PAGE:
Two all-rounders make it into this fantasy team but each enjoyed considerable success in India with both bat and ball. Ian Botham's career zenith is often cited to be the Ashes 1981, but in the following winter, his batting was even better. He made 440 runs in eight innings, culminating in 142 at Kanpur. His other hundred came in the Golden Jubilee Test two years earlier. The most successful England touring captain was Tony Greig. Not only did he lead his side to a memorable series win in 1976-77 but he also contributed 724 runs and 21 fairly cheap wickets over ten Tests in the 1970s.

Few wicket-keepers made their mark in India but Alan Knott did at least provide some consistently useful late-order runs in the Greig era. That leaves three specialist bowling spaces. Derek Underwood took 54 wickets at 26.51, making him easily our best spinner in an era when India boasted several world-class slowies. Competition for the other seamer spots is particularly fierce. Jimmy Anderson has done quite well in recent times, and two Yorkshire stalwarts, Chris Old and Matthew Hoggard, each captured more than 20 Indian victims at under 24 apiece. Nevertheless, two ohers fared even better. Left-arm swing merchant John Lever took 10-70 on his debut at Delhi in 1976, as England won by an innings. He averaged under 14 in that triumphant series and finished with 32 wickets at under 20 in India. Sadly for him, his pace and swing were less successful elsewhere. He was brought back after a five-year international hiatus in 1986, versus India again, but this defeat was his final appearance in England colours. Bob Willis also enjoyed considerable success there, taking 32 at 22.37, taking most of the wickets left by Lever on that 1976-77 tour.

ENTRIES SHOWN:
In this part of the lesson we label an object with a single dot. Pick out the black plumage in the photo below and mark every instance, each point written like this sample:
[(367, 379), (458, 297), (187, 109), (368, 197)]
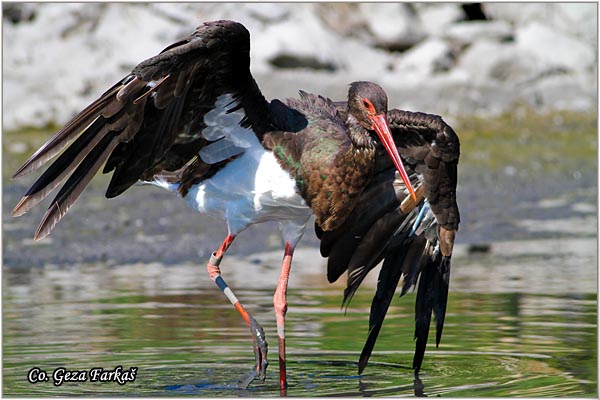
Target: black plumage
[(343, 157)]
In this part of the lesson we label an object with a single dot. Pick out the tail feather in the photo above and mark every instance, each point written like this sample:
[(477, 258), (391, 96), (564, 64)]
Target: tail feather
[(396, 264), (432, 296), (75, 185), (386, 286)]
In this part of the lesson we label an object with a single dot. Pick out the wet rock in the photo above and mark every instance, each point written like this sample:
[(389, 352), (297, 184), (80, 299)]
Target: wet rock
[(393, 26), (429, 57), (466, 33), (436, 18), (555, 49), (59, 57)]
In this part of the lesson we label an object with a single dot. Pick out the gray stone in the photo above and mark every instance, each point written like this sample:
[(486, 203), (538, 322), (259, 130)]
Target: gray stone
[(468, 32)]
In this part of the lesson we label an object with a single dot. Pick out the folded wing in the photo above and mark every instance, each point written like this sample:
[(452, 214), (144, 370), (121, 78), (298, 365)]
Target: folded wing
[(414, 239)]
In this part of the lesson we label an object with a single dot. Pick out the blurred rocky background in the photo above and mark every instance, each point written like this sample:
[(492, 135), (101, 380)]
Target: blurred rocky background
[(451, 59)]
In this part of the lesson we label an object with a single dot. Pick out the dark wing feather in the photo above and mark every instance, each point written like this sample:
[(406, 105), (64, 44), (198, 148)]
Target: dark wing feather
[(151, 121), (414, 239)]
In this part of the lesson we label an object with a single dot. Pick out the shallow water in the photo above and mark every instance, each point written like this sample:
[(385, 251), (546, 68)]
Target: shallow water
[(185, 339), (117, 284)]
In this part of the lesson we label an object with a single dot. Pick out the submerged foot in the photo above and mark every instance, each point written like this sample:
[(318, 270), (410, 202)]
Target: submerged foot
[(260, 354)]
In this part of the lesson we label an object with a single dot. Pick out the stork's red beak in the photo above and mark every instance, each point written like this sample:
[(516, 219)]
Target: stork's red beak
[(382, 128)]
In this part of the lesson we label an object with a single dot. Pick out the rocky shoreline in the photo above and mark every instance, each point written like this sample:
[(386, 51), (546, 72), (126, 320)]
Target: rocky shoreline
[(448, 59)]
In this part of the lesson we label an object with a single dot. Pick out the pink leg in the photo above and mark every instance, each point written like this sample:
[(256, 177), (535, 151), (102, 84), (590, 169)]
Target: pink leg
[(258, 334), (280, 304)]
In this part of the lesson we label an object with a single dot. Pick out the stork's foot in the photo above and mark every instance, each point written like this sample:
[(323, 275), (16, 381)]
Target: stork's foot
[(260, 353)]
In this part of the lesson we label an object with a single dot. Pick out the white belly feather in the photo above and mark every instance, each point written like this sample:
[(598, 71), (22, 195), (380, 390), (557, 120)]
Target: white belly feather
[(251, 189)]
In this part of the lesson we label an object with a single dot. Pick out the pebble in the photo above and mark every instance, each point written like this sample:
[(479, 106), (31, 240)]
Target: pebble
[(58, 57)]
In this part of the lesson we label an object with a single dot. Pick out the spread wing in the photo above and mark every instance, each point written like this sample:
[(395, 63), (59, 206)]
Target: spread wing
[(413, 239), (154, 121)]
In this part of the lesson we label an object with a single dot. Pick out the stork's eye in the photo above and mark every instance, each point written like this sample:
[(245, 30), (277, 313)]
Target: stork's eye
[(368, 105)]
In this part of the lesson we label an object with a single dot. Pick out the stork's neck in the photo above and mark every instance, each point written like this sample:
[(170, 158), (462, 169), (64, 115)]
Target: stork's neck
[(359, 136)]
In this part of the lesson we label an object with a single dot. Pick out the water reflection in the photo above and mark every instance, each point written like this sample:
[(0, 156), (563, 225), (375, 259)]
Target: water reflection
[(171, 323)]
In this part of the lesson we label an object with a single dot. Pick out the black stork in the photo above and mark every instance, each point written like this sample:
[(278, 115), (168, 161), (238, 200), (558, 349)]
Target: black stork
[(381, 183)]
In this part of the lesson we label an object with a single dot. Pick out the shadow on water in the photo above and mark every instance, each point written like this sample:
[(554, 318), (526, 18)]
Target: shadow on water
[(188, 341), (112, 287)]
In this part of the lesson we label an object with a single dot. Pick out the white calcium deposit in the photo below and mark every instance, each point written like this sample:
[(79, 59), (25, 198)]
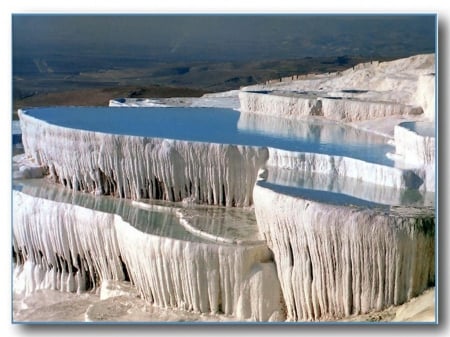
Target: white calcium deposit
[(330, 260), (335, 261), (364, 92), (72, 248), (143, 167)]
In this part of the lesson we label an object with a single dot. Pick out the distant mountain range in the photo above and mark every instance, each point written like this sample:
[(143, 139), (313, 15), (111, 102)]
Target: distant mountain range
[(52, 53)]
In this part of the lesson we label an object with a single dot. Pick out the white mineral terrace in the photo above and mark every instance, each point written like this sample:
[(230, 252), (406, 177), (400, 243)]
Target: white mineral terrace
[(314, 201)]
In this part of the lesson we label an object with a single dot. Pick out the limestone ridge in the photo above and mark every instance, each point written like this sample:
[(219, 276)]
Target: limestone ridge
[(331, 261)]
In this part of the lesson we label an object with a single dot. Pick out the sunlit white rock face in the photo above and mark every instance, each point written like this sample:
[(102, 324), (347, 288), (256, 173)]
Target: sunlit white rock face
[(72, 248), (335, 261), (349, 167), (364, 92), (143, 167), (414, 146), (332, 260)]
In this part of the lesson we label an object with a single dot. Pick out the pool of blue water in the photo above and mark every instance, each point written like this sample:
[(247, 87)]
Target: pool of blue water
[(220, 125)]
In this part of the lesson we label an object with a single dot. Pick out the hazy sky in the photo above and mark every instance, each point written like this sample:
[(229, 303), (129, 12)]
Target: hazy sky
[(223, 37)]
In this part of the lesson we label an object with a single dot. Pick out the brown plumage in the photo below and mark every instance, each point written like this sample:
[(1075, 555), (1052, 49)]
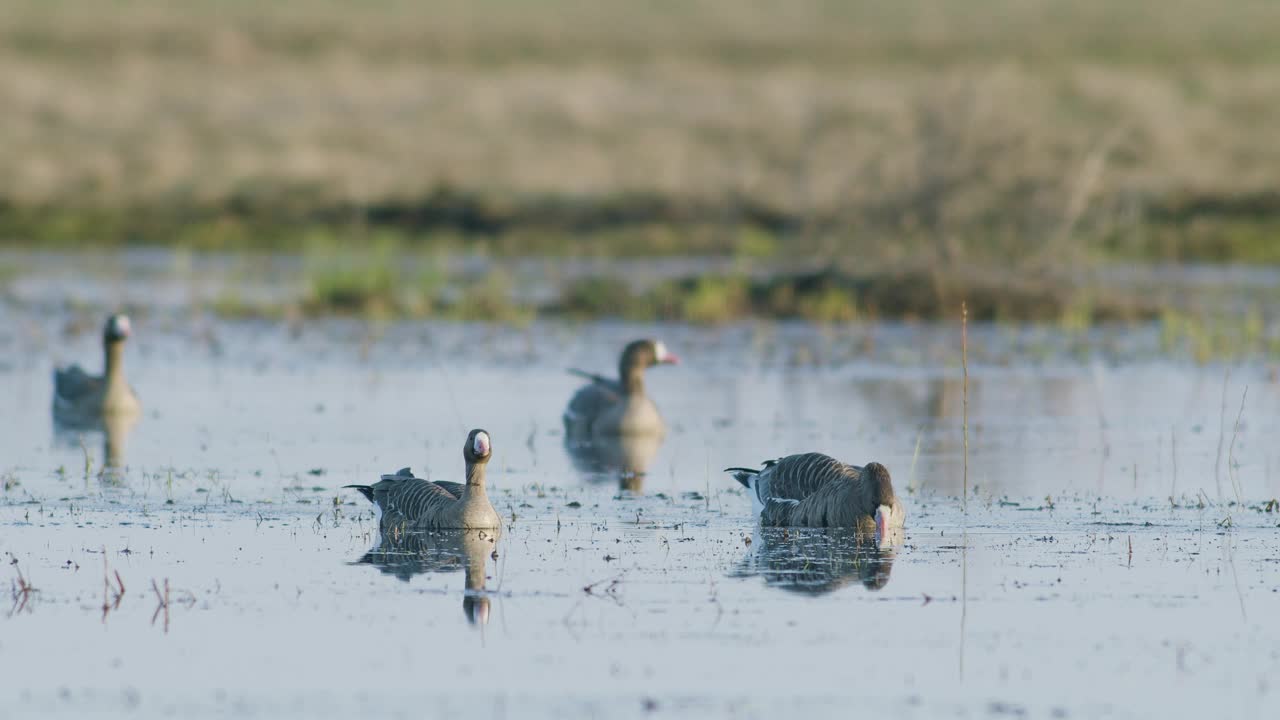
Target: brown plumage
[(618, 406), (408, 554), (818, 491), (414, 504), (81, 397)]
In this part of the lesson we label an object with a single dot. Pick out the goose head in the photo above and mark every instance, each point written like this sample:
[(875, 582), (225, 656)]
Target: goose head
[(117, 328), (883, 501), (641, 354), (479, 447), (476, 609)]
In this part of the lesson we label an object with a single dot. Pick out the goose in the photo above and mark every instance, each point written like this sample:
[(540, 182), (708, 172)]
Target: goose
[(817, 561), (412, 504), (817, 491), (406, 555), (80, 396), (611, 408)]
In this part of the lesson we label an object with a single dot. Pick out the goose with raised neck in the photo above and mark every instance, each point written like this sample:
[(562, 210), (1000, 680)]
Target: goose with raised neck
[(414, 504), (80, 396), (607, 406)]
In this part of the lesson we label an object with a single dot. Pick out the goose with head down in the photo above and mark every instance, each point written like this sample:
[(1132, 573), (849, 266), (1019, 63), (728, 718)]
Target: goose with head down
[(817, 491), (414, 504), (611, 408), (81, 397)]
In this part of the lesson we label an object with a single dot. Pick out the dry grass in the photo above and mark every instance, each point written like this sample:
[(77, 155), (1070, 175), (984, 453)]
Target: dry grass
[(1041, 130)]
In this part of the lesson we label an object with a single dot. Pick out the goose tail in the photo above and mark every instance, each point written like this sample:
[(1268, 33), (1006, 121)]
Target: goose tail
[(368, 491)]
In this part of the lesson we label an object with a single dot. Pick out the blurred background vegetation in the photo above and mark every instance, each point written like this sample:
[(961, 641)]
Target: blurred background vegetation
[(987, 149)]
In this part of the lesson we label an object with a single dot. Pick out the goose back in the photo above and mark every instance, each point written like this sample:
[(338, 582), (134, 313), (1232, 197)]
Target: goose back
[(414, 504), (817, 491), (618, 406)]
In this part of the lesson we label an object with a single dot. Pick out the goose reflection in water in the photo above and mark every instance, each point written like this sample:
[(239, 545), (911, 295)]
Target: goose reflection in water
[(818, 561), (625, 458), (114, 429), (410, 554)]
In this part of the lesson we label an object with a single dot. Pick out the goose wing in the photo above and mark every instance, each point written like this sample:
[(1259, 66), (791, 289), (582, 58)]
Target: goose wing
[(590, 401), (73, 386), (798, 477)]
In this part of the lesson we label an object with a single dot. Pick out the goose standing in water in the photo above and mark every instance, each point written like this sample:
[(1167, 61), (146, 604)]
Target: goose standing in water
[(612, 408), (81, 397), (412, 504), (816, 491), (405, 555)]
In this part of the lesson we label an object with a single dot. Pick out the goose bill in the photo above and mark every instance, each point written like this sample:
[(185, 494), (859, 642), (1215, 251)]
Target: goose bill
[(882, 520)]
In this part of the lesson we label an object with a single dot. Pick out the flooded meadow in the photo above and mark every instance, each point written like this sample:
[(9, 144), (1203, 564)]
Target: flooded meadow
[(1116, 555)]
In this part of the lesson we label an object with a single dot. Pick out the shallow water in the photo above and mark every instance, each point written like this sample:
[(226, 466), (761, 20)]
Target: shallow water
[(1104, 568)]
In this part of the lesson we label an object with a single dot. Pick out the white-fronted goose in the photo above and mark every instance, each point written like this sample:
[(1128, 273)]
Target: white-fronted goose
[(618, 406), (817, 561), (80, 396), (414, 504), (817, 491)]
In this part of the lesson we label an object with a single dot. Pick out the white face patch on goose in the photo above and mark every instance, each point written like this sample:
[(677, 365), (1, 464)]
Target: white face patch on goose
[(661, 352)]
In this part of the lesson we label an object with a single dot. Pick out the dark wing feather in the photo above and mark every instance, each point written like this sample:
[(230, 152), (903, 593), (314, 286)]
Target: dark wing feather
[(72, 384), (833, 505), (798, 477), (589, 402), (609, 383), (452, 488)]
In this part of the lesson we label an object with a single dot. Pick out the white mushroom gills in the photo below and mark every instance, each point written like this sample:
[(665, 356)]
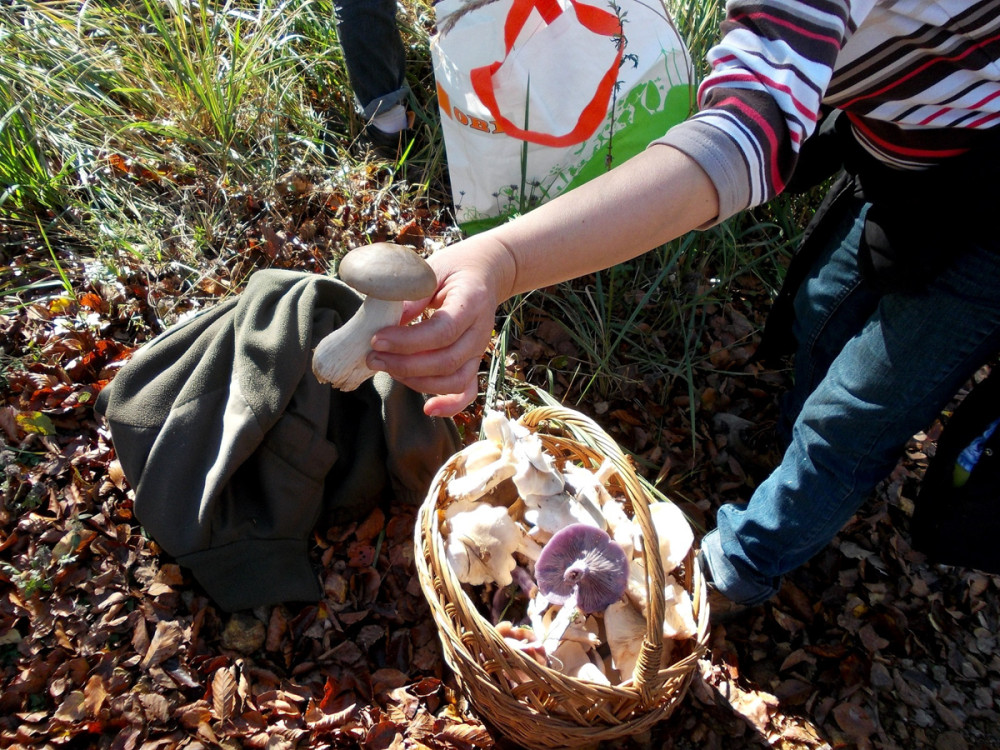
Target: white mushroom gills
[(388, 275)]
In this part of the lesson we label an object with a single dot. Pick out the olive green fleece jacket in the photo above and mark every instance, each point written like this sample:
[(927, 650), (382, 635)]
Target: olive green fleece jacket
[(236, 452)]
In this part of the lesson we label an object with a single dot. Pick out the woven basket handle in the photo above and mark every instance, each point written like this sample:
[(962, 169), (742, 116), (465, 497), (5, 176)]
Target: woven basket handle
[(587, 431)]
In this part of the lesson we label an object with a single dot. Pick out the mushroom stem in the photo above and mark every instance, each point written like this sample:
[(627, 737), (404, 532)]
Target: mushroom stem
[(567, 614), (339, 358)]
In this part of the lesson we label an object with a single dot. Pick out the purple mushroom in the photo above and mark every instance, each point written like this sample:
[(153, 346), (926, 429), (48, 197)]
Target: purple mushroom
[(581, 566)]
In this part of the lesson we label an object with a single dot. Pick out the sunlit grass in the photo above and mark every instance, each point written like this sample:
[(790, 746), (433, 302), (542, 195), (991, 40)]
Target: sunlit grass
[(161, 133)]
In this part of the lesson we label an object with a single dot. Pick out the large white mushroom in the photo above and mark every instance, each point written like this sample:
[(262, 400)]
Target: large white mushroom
[(387, 275), (480, 543)]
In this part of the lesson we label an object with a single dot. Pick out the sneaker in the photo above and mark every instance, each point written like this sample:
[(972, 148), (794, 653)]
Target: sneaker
[(721, 608), (390, 144)]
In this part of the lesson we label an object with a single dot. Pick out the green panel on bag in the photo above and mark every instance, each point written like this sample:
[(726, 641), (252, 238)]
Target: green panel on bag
[(645, 116), (646, 126)]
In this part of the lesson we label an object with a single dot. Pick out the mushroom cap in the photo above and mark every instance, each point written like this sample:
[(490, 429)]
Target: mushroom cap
[(387, 271), (583, 559)]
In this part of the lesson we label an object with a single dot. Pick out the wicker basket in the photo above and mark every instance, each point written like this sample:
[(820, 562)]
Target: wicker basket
[(534, 705)]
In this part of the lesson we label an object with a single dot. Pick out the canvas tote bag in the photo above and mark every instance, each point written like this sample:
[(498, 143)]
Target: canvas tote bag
[(538, 96)]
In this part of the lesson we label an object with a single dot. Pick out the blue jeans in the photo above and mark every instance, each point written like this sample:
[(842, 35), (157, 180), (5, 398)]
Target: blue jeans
[(374, 54), (871, 370)]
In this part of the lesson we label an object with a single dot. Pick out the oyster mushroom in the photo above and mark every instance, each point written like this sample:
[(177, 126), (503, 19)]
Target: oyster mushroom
[(673, 532), (480, 543), (387, 275), (582, 569)]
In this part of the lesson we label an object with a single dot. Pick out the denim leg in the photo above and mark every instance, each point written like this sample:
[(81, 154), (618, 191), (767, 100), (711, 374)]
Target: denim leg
[(373, 52), (907, 356)]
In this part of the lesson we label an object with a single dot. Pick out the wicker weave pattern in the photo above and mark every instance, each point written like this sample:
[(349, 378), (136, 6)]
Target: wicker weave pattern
[(534, 705)]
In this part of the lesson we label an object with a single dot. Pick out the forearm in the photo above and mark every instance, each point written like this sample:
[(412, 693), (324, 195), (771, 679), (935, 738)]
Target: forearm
[(653, 198)]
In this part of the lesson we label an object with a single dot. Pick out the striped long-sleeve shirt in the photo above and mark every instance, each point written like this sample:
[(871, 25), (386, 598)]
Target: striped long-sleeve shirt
[(918, 79)]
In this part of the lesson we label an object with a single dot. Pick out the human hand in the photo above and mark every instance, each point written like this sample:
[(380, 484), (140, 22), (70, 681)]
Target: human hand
[(441, 354)]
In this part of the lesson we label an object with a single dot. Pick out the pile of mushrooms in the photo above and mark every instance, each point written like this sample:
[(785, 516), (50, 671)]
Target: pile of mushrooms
[(555, 558), (388, 275)]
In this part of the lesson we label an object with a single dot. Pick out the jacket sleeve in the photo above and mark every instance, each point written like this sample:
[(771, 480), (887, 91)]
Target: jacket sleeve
[(762, 99)]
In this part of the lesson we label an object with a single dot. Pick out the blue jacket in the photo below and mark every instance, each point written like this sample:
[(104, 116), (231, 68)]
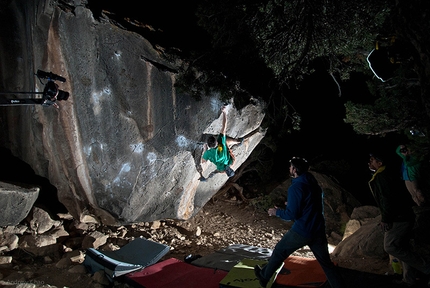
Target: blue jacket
[(305, 206)]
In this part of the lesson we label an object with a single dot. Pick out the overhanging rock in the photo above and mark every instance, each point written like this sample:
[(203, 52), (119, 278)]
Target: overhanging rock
[(15, 203), (125, 146)]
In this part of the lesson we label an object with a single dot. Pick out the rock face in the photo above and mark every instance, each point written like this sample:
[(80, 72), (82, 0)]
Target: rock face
[(16, 202), (125, 146)]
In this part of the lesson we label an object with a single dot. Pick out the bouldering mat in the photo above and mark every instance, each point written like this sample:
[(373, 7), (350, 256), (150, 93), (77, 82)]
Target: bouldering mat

SET PROBLEM:
Please answer these from the cricket text:
(a) How many runs did Ian Botham score in eight innings the winter after the 1981 Ashes?
(b) What figures did John Lever take on his debut at Delhi in 1976?
(c) How many wickets did Derek Underwood take, and at what average?
The items are from a different source than the cricket text.

THE ANSWER:
(a) 440 runs
(b) 10-70
(c) 54 wickets at 26.51